#### Given task:
Reproduce the records below word for word, leaving out the pictures.

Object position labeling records
────
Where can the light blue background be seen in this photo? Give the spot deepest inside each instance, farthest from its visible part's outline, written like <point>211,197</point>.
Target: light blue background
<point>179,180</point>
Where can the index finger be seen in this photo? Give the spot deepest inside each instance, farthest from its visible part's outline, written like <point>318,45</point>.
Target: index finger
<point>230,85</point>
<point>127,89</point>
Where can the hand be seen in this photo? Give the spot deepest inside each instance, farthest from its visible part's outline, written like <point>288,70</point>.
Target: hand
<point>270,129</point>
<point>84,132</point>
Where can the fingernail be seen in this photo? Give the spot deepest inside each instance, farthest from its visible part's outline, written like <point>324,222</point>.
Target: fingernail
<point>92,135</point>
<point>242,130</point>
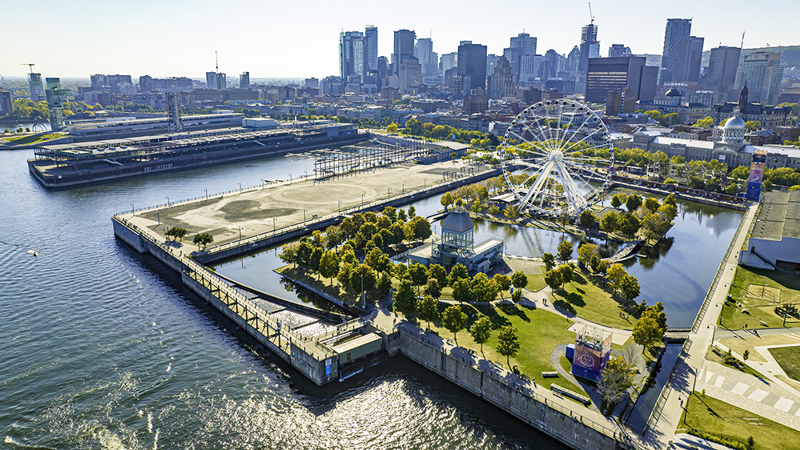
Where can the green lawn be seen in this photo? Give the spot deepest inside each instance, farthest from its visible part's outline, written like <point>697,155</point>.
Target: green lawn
────
#### Exercise solution:
Where can the light blue background be seen in this photo? Give the spot deepest inside each instance, farthest from its visible part's outline, written like <point>211,197</point>.
Target: light blue background
<point>179,180</point>
Where can the index finger be seen in this photo? Give the spot deepest inside each instance, farthest from its visible part's outline, written like <point>318,45</point>.
Target: index finger
<point>230,85</point>
<point>127,89</point>
Where can the hand be seen in this photo? Give the spot deepest inside each instance, farthest from its visible part's outline, written like <point>288,70</point>.
Target: hand
<point>270,129</point>
<point>84,132</point>
Where can the fingernail be seen in this photo? Give the spot deepest inside each instance, farthest from its visible part's outline, written like <point>324,222</point>.
Target: fingernail
<point>92,135</point>
<point>242,130</point>
Where can the green lawn be seen in this photo? Give the spot deepest inside each instance, farthest from its visible part's outline, written like <point>697,155</point>.
Target: green lawn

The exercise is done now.